Given instruction: Rewrite every item below, putting "widest part" wherever "thickest part" appears and leaving everything else unchanged.

_ _ _ _

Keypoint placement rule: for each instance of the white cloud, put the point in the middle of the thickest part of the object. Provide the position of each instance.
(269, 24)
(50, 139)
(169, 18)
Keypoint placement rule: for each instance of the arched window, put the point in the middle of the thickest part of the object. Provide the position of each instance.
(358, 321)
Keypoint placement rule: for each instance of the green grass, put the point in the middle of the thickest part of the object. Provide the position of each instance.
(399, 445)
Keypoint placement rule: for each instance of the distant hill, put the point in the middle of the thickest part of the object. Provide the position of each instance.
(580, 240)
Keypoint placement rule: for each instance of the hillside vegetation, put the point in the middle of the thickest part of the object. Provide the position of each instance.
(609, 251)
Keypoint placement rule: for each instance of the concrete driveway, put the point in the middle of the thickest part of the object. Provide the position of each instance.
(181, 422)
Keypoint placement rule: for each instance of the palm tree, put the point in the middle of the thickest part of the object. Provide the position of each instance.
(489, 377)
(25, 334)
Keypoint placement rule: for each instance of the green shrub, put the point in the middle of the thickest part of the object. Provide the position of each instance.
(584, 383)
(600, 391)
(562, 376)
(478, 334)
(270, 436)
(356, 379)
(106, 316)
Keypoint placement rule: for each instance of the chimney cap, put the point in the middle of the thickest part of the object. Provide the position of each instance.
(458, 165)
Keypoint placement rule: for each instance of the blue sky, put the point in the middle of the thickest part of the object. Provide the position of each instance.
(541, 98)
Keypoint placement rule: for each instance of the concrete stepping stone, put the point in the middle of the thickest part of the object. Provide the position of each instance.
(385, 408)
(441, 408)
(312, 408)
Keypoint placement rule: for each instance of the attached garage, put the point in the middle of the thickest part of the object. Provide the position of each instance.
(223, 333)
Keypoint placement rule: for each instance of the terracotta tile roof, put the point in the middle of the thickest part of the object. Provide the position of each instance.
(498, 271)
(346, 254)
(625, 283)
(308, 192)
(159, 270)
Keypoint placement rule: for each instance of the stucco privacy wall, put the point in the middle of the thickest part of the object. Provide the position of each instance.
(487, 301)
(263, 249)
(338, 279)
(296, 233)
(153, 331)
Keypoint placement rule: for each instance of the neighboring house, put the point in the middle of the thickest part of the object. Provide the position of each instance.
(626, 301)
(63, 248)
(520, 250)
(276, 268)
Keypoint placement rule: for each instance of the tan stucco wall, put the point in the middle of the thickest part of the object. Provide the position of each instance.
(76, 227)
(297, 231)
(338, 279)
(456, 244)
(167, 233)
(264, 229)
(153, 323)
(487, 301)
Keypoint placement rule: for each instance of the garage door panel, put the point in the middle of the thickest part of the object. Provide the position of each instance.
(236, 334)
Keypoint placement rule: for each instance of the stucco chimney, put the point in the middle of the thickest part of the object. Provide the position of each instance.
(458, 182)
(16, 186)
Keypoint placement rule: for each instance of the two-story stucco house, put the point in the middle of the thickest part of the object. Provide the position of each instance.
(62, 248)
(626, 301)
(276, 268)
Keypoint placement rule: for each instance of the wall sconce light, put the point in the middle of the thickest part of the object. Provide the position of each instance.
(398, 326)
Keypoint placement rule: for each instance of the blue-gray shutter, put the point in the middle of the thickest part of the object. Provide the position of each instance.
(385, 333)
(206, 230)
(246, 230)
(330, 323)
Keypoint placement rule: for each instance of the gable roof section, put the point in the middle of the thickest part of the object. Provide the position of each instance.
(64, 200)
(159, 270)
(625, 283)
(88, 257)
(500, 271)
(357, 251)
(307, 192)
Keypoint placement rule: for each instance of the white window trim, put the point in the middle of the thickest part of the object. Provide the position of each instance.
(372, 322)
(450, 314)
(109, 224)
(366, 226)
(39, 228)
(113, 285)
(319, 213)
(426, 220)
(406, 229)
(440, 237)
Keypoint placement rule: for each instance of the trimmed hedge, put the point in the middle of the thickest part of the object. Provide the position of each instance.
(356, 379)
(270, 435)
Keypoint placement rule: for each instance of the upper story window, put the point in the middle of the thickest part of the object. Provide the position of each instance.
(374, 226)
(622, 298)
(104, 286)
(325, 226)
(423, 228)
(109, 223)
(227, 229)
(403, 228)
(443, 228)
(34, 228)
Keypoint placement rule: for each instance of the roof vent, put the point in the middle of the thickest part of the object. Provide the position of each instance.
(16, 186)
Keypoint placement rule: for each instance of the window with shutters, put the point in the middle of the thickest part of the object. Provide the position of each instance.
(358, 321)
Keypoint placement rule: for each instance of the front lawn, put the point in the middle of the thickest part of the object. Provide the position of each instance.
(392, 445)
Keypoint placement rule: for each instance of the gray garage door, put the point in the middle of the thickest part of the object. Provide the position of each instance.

_ _ _ _

Solution:
Keypoint placement rule: for each instance of the white cloud, put the point in the middle of the widest part of the object. Provide the position of each instance.
(269, 24)
(50, 139)
(169, 18)
Keypoint placement rule: for each instance of the arched window, put the point in the middle of the widest part of the object. Provide the position of each instance.
(358, 321)
Keypoint placement rule: for each instance of the green grass, put the point in the middle of the widest part of the object. Provide the position of each instance.
(399, 445)
Keypoint placement rule: for each instance of the distant hill, put the point in the middle of the widest part of the object. Provide the position of each instance.
(580, 240)
Keypoint placement rule: for each instance of the hillside vegetation, put the point in the middle of the widest part of the object. Provide the position of each instance.
(609, 251)
Keypoint placement rule: for each instance of the concrete driveway, put the point in the middle of the widest part of the object. Provide the position of each instance.
(181, 422)
Keypoint placement rule: for each instance of the palm tree, put the point in the middle of the widest part of the object. Provide the position of each instance.
(489, 377)
(25, 334)
Keypoint placement rule: for each instance of the green shrub, put the point in the middle of the widest part of the object. Provide the position of each instance.
(584, 383)
(600, 391)
(562, 376)
(478, 334)
(270, 436)
(356, 379)
(106, 316)
Keypoint placement rule: for each instance of the chimney cap, put the point in the middle of the widest part of the object. Provide the position of each instance.
(458, 165)
Keypoint placement rule: for each instance of the blue sky, put the point in the middle of the widest part of the object. Provide the position of each instance.
(541, 98)
Keypoint placement rule: for each instance of the concrete stepping stone, put the point in the middle of the widest part of the object. Provide the position of each instance.
(385, 408)
(441, 408)
(312, 408)
Keypoint placement rule: for each instance of the attached garage, put the point in the middle of the widest part of the object. Provide the position of each instance.
(223, 333)
Keypoint placement rule: for each instance of the terracotta tile roof, put the point in the middle of the widest part of the object. Provide the position of each instance.
(498, 271)
(346, 254)
(625, 283)
(308, 192)
(159, 270)
Keypoint placement rule: for each instance of the stucco privacy wall, put the point in the middle of the widest part of the object. Provide the position of each instance.
(487, 301)
(263, 249)
(338, 279)
(296, 233)
(153, 331)
Keypoint placement rule: for each instance of the neighboring house, put the point in the middle of the widest part of the object. Provide the position of each instance.
(626, 301)
(63, 248)
(520, 250)
(276, 268)
Keypoint placement rule: for each instance of the tan stucco wall, put the point in the middle of the widest part of the object. Provide the position of each instance.
(76, 227)
(297, 231)
(338, 279)
(456, 244)
(167, 233)
(264, 229)
(153, 323)
(487, 301)
Keypoint placement rule: for each instance of the garage door panel, put the point in the middle of the widest part of the object. Provide the position of each instance.
(236, 334)
Keypoint placement rule: for each instance of the stucco chimney, put the point in the middle of the widest part of the object. Provide the position of each instance.
(458, 182)
(16, 186)
Keypoint placement rule: for each instance of the two-story stucco house, put the point in the middle of the widest part of the object. Provide the position of each instance.
(62, 248)
(626, 301)
(276, 268)
Keypoint placement rule: for each instance of the wall sconce light, put the point in the middle of the widest part of the object. Provide the position of each instance.
(398, 326)
Keypoint placement rule: for each instance of the blue-gray shutter, put the point in the middle of the widest part of the object. Provide the position of each instance.
(385, 333)
(206, 230)
(246, 230)
(330, 323)
Keypoint placement rule: for each instance of the gable roof section, put the point in the middle of the widest part of the object. Provide the position of each instance.
(64, 200)
(159, 270)
(625, 283)
(88, 257)
(500, 271)
(357, 251)
(307, 192)
Keypoint placement rule: for each instance of the white window trim, put the point in the middle of the widest part of the object. Provide the position of each instance.
(372, 322)
(450, 314)
(109, 224)
(366, 226)
(39, 228)
(113, 285)
(319, 213)
(426, 220)
(406, 229)
(440, 237)
Keypoint placement rule: for each instance of the trimmed hedge, put the point in the middle of the widest part of the object. Provide the position of each instance.
(356, 379)
(270, 435)
Keypoint placement rule: for each instance of the upper story window, put the point in the middle of the widest part of the object. Provide the position of each instance.
(374, 226)
(622, 298)
(104, 286)
(325, 226)
(423, 228)
(109, 223)
(227, 229)
(403, 228)
(443, 228)
(34, 228)
Keypoint placement rule: for each instance of the roof vent, put the point in the middle of the widest part of the object. Provide the position of each instance.
(16, 186)
Keypoint placement rule: for each instance of the window with shutters, put the point in the middle of the widest part of the object. Provide the position of each instance.
(358, 321)
Keypoint placement rule: for each instance of the front lawn, put the point in the middle of the widest part of the object. Provide the position of each instance.
(392, 445)
Keypoint placement rule: for each instance of the gray garage door, put the point in the middle of the widest part of the object. Provide the position of each instance.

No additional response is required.